[TO DO] Could you repeat all of the entries below, character for character?

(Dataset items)

[Start of section]

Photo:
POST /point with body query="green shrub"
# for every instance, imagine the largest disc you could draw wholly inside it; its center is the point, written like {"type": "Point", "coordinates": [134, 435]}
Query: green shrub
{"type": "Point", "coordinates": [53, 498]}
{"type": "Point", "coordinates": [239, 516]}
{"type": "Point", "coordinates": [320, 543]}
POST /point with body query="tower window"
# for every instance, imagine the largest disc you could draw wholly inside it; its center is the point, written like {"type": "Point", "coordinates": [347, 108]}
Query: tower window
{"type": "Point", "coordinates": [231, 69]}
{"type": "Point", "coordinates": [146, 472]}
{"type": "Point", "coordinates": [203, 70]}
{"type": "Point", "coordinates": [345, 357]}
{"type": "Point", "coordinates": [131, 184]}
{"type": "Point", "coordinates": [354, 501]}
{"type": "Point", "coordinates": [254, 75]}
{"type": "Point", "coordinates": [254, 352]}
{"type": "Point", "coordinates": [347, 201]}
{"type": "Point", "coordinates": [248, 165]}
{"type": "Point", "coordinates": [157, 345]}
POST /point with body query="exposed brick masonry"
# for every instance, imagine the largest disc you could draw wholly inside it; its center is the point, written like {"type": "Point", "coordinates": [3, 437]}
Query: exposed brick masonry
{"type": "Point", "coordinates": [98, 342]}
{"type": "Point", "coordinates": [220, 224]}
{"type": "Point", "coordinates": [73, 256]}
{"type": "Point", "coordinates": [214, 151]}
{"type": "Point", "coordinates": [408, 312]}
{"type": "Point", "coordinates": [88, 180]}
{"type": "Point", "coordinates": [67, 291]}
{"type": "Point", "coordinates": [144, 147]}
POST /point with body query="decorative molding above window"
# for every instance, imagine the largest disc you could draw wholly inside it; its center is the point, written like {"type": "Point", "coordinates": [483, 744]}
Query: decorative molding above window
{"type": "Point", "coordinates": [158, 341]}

[End of section]

[RESPONSE TO THE EXERCISE]
Photo:
POST /point with body query="green shrub"
# for every instance, imagine the largest disc you could draw wholly inside it; its center is the point, written like {"type": "Point", "coordinates": [134, 435]}
Query: green shrub
{"type": "Point", "coordinates": [53, 498]}
{"type": "Point", "coordinates": [239, 516]}
{"type": "Point", "coordinates": [320, 543]}
POST /point with body query="tower window"
# for every instance, imagine the largest disc you could draw wholly inside it; its center is the point, written like {"type": "Point", "coordinates": [347, 108]}
Query: tower window
{"type": "Point", "coordinates": [231, 69]}
{"type": "Point", "coordinates": [146, 472]}
{"type": "Point", "coordinates": [203, 70]}
{"type": "Point", "coordinates": [345, 357]}
{"type": "Point", "coordinates": [131, 184]}
{"type": "Point", "coordinates": [354, 501]}
{"type": "Point", "coordinates": [254, 75]}
{"type": "Point", "coordinates": [254, 352]}
{"type": "Point", "coordinates": [347, 201]}
{"type": "Point", "coordinates": [248, 165]}
{"type": "Point", "coordinates": [157, 345]}
POST /point with body query="exposed brick masonry"
# for every instance, imagine the largest disc you could draw wholly inside it; its center is the point, written like {"type": "Point", "coordinates": [3, 437]}
Query: exposed brick masonry
{"type": "Point", "coordinates": [98, 342]}
{"type": "Point", "coordinates": [220, 224]}
{"type": "Point", "coordinates": [73, 256]}
{"type": "Point", "coordinates": [214, 151]}
{"type": "Point", "coordinates": [408, 312]}
{"type": "Point", "coordinates": [88, 180]}
{"type": "Point", "coordinates": [67, 291]}
{"type": "Point", "coordinates": [144, 147]}
POST /point with body query="decorative molding above window"
# for every instance, imagine the largest disc you could draw wholly inside it; its center is the point, written like {"type": "Point", "coordinates": [483, 744]}
Query: decorative molding above window
{"type": "Point", "coordinates": [158, 341]}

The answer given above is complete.